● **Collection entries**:
- - -
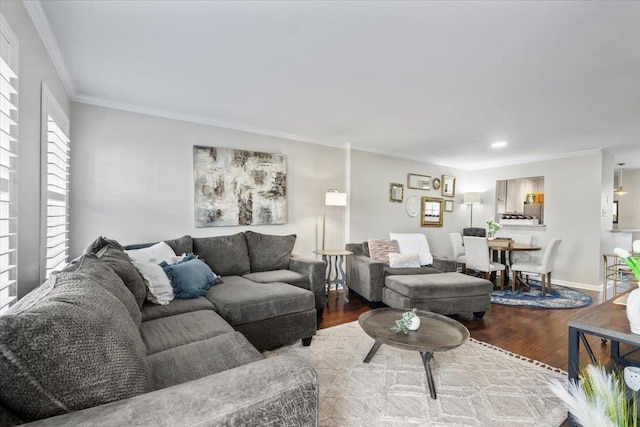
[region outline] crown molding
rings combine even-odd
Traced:
[[[112,108],[115,110],[123,110],[123,111],[129,111],[132,113],[145,114],[148,116],[162,117],[162,118],[171,119],[171,120],[179,120],[182,122],[197,123],[201,125],[215,126],[223,129],[236,130],[236,131],[247,132],[247,133],[252,133],[256,135],[271,136],[271,137],[288,139],[291,141],[298,141],[298,142],[306,142],[308,144],[324,145],[328,147],[335,147],[335,148],[341,148],[341,149],[346,149],[347,147],[347,144],[344,142],[318,141],[313,138],[308,138],[301,135],[263,128],[260,126],[249,125],[246,123],[220,120],[220,119],[206,117],[206,116],[174,113],[170,111],[161,110],[158,108],[144,107],[140,105],[128,104],[125,102],[112,101],[104,98],[77,95],[73,99],[73,101],[80,102],[83,104],[96,105],[98,107]]]
[[[62,80],[62,84],[67,91],[67,95],[69,95],[69,97],[74,100],[77,93],[76,88],[73,84],[73,79],[71,78],[69,69],[64,62],[62,52],[60,51],[60,47],[58,46],[58,42],[56,41],[55,36],[53,35],[53,31],[51,31],[51,26],[49,25],[49,21],[47,20],[46,15],[44,14],[44,10],[42,10],[40,1],[23,0],[22,4],[31,17],[31,21],[36,27],[36,31],[38,31],[44,47],[47,49],[47,52],[49,52],[49,56],[51,57],[53,66],[58,72],[60,80]]]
- - -
● **Action item**:
Beginning with the first entry above, reproduce every line verbatim until the line with "rings combine even-odd", which is included too; omit pictures.

● **Task result**:
[region outline] crown molding
rings combine even-odd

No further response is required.